When fat loss stops or begins to slow down after being in a substantial calorie deficit, most people panic and cut their calories even further. Sometimes this works and it breaks the plateau. More often than not, it digs you into an even deeper metabolic rut. The best thing you can do is to raise your calories for a few days or sometimes even for a few weeks.

Your body’s weight regulating mechanism works both ways: It can decrease your rate of energy expenditure when there is a calorie deficit, or it can also increase its rate of energy expenditure when there is a calorie surplus. When you eat more, your body burns more. A temporary increase in calories when you have hit a plateau will “spike” your metabolic rate. It sends a signal to your body that you are not starving and that it’s OK to keep burning calories.

This practice of raising your caloric intake up and down is known as “cycling” your calories (also known as the “zigzag” method). In general, the lower you go with your calories, the more important it is to take periodic high calorie days. We’ll take a much closer look at “cycling” your calorie and macro-nutrient intakes in later chapters.

8. Make your goal to lose weight slowly at a rate of 1-2 lbs. per week. Be patient.

[Phrase grounding data]
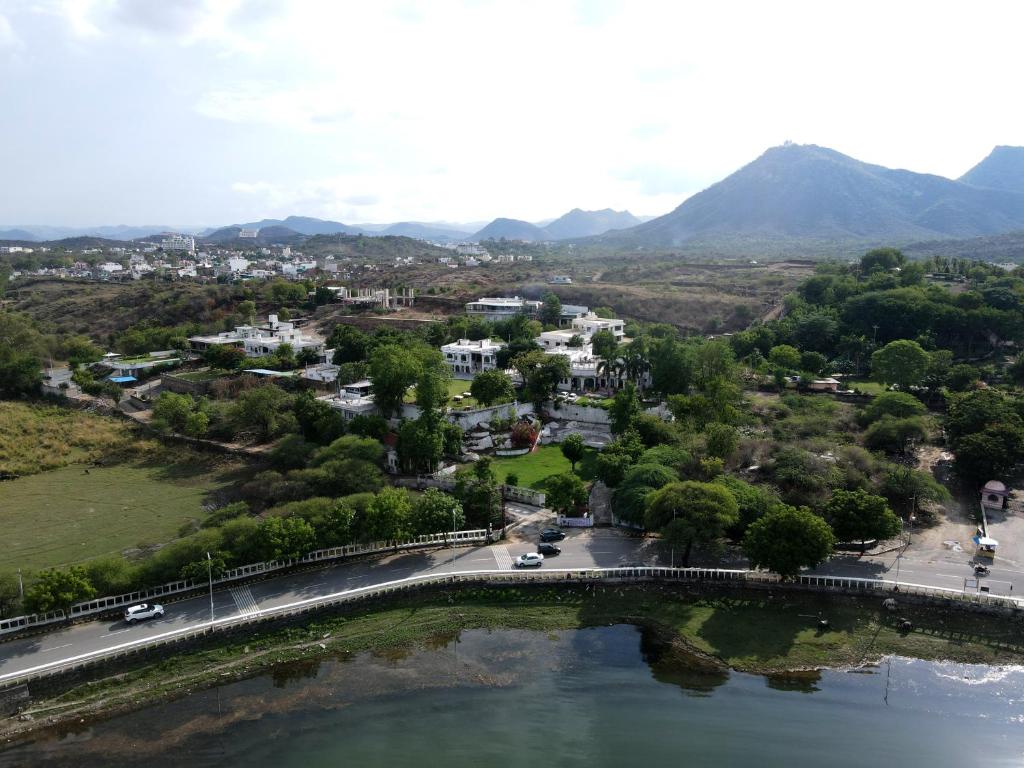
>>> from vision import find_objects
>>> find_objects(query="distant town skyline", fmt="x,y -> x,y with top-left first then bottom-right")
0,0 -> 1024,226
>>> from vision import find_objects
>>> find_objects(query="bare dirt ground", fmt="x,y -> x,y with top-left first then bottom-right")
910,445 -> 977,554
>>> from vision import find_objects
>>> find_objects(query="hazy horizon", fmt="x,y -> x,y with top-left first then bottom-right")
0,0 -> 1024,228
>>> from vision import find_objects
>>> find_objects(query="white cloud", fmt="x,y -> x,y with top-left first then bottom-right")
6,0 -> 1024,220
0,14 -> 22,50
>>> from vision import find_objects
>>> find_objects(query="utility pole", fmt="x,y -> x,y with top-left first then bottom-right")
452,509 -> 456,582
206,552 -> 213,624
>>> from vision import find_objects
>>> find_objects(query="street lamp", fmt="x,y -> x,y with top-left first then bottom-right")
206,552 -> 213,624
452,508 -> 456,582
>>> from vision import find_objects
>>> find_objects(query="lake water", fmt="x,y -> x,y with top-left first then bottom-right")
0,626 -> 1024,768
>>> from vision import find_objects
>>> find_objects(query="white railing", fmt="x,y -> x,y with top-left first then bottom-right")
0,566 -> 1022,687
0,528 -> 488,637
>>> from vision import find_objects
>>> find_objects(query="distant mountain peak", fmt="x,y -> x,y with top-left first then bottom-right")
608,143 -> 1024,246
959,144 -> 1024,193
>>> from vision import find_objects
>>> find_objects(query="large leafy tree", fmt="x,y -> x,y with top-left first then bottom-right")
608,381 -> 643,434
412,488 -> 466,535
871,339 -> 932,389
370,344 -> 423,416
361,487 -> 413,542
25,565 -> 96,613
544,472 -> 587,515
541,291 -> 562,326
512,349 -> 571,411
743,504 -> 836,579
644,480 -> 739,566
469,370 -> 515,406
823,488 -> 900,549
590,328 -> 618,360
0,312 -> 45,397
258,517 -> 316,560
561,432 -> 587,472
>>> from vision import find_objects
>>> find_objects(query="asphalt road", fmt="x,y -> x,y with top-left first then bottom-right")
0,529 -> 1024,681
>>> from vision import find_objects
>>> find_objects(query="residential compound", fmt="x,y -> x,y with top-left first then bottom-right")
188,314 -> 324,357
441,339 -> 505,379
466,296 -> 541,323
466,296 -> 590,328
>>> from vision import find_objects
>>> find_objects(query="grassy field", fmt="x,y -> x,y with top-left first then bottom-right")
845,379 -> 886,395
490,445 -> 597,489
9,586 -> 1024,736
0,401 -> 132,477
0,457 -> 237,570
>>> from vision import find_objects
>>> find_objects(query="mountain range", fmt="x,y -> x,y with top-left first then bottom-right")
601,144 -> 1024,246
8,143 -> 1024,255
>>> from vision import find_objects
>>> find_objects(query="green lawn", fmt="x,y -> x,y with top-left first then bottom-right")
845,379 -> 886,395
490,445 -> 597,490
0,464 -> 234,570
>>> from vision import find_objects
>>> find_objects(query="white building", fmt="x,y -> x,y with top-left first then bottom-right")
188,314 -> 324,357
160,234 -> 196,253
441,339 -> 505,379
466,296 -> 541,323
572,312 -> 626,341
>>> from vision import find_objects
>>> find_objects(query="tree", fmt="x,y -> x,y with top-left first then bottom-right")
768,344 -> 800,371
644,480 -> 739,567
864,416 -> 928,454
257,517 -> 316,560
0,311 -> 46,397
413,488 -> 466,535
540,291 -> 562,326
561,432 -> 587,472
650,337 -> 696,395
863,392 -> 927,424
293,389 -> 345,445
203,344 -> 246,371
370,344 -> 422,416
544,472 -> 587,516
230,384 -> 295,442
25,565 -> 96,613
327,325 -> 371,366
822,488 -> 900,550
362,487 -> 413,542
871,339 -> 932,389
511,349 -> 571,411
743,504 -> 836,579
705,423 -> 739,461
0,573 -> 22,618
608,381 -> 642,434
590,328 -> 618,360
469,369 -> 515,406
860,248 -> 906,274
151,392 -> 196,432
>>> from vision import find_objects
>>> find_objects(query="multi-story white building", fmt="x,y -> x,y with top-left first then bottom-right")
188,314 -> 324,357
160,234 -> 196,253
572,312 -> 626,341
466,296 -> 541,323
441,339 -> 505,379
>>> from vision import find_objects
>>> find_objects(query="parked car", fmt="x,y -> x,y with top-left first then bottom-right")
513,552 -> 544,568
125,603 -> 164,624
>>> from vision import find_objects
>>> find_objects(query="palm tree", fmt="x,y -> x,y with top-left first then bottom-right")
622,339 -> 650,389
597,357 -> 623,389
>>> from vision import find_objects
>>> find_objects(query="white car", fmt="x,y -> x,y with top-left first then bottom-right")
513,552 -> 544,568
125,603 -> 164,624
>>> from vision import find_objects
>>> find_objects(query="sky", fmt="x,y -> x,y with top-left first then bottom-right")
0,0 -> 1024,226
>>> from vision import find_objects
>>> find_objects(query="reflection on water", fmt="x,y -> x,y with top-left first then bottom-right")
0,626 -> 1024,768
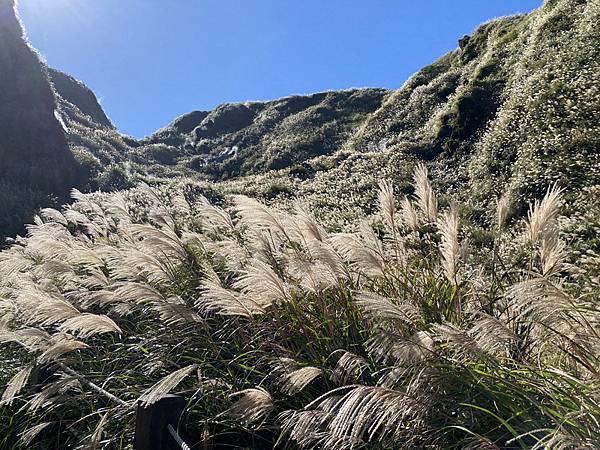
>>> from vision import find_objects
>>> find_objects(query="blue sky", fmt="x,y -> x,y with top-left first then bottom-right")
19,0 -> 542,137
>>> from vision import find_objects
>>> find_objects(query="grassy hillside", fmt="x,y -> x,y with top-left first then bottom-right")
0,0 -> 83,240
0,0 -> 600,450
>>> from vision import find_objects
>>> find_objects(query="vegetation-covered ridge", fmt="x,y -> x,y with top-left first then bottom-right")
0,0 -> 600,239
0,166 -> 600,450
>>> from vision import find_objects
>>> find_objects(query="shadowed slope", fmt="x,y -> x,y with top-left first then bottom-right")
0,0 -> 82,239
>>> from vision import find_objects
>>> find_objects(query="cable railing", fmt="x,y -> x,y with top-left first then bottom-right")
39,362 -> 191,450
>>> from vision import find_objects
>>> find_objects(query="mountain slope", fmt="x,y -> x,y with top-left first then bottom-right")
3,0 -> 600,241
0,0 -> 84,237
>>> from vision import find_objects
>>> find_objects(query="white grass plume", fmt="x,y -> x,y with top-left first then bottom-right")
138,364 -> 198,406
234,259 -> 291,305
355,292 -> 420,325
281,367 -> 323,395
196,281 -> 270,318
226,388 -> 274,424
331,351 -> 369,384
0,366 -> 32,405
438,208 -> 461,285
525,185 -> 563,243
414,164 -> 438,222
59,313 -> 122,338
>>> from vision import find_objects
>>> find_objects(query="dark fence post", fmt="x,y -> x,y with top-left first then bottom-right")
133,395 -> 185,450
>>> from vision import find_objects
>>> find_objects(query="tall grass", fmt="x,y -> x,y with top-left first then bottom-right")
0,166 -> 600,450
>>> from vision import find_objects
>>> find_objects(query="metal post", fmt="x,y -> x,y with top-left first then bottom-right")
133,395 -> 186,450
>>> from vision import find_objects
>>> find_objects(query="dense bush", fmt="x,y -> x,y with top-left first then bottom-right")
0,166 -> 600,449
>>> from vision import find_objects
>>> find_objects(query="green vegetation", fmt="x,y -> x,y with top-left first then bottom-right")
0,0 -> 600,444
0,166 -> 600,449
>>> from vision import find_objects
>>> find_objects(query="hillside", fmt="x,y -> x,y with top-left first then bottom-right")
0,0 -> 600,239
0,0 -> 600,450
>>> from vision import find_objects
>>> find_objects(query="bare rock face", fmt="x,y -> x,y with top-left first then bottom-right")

* * *

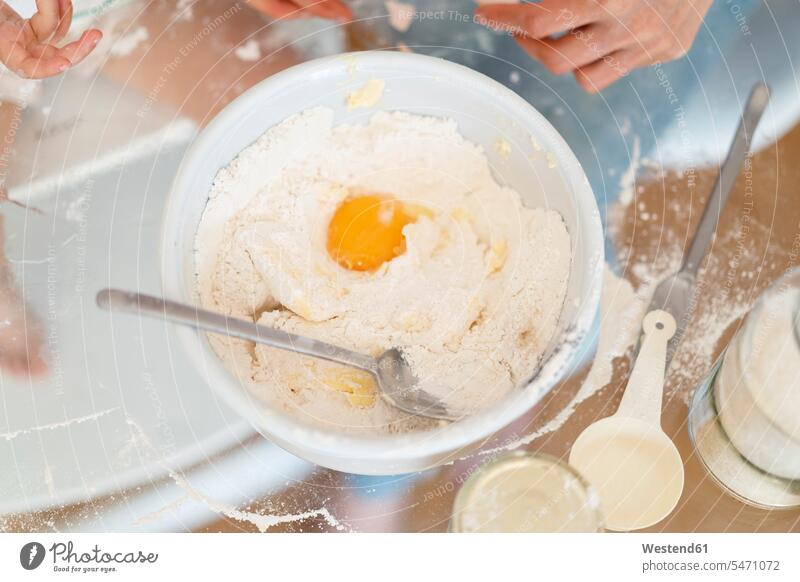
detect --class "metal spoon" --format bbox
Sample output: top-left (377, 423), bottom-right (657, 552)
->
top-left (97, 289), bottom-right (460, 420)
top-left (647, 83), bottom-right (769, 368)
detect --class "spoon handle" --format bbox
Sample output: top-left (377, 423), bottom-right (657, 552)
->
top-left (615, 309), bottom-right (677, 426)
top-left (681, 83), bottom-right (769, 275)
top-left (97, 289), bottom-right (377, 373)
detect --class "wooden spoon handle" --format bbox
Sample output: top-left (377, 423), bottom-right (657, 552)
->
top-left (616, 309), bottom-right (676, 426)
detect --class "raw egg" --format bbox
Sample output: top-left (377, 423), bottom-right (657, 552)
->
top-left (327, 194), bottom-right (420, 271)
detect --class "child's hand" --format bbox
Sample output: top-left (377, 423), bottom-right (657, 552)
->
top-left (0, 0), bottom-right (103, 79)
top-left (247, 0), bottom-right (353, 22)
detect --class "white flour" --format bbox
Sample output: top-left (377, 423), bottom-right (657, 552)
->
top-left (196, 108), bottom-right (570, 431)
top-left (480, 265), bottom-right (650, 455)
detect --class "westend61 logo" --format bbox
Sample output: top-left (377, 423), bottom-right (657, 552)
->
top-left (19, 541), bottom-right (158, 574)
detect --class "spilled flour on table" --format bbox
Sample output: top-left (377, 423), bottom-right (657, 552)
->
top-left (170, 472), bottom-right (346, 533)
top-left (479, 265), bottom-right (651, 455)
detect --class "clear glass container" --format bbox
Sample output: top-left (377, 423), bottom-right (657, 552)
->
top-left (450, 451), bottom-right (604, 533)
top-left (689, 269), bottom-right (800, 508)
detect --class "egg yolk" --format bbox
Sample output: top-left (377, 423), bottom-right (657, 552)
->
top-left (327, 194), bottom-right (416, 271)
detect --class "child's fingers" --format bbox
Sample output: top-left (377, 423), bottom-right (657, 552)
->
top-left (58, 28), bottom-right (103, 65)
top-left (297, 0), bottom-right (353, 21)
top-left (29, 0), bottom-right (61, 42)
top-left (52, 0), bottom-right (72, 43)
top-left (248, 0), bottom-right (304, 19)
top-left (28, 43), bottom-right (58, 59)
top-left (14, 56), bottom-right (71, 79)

**Exercise requirements**:
• A. In the fat-loss plateau passage, shorten the paragraph that starts "Your body's weight regulating mechanism" while keeping its main facts.
• B. Carry on the fat-loss plateau passage from where it now ends.
The data plays no part in this work.

**Outputs by task**:
• A. The body's weight-regulating system works in both directions. It slows energy use during a calorie deficit and speeds it up during a surplus, so eating more makes the body burn more. Briefly raising calories at a plateau "spikes" metabolic rate and signals that the body isn't starving, so it keeps burning calories.

• B.
The best way to lose fat permanently without muscle loss is to lose weight slowly with a focus on exercise rather than severe calorie cutting. In the chapter on goal setting, we already made the suggestion to lose no more than two pounds per week. Let’s take a closer look at the logic behind that recommendation.

In the ACSM’s position statement on “Healthy and unhealthy weight loss programs,” The ACSM recommends losing weight at a maximum rate of two pounds per week. This two pound figure has become almost universally accepted as the standard guideline for safe weight loss.

Why? Because you can lose more than two pounds of weight per week, but you’re highly unlikely to lose more than two pounds of fat per week. Even at two pounds per week, it’s difficult to lose 100% body fat with no loss of lean body mass. Over the years that I’ve been doing personal coaching programs, I’ve kept progress charts for every client that meticulously document skin-folds, body fat, body weight, lbs. of fat and lbs. of lean mass. I have literally hundreds of these charts in my files. Analysing these real-life case studies has proven to me without a shadow of a doubt that when you lose more than two pounds per week, you almost always lose muscle along with the fat. I’ve seen fat loss greater than two pounds per week on numerous occasions, but this is the exception rather than the rule. Usually this only happens when someone has a large amount of weight to lose.

The more slowly you lose weight, the easier it is to maintain your lean muscle mass and keep the fat off. It’s better to lose only one pound of pure fat per week than it is to lose two pounds per week with one pound from muscle and one pound from fat.

Body-builders usually set their goal to lose weight at a rate one to one and a half pounds per week. Losing only a single pound a week may seem like an excruciatingly slow process, however, this is one of the best-kept secrets of body-builders and fitness models and one of the most important keys to permanent fat loss. Why would you want to lose weight faster if you know you’re going to lose muscle and there’s a 95% chance that you’re going to put the fat back on?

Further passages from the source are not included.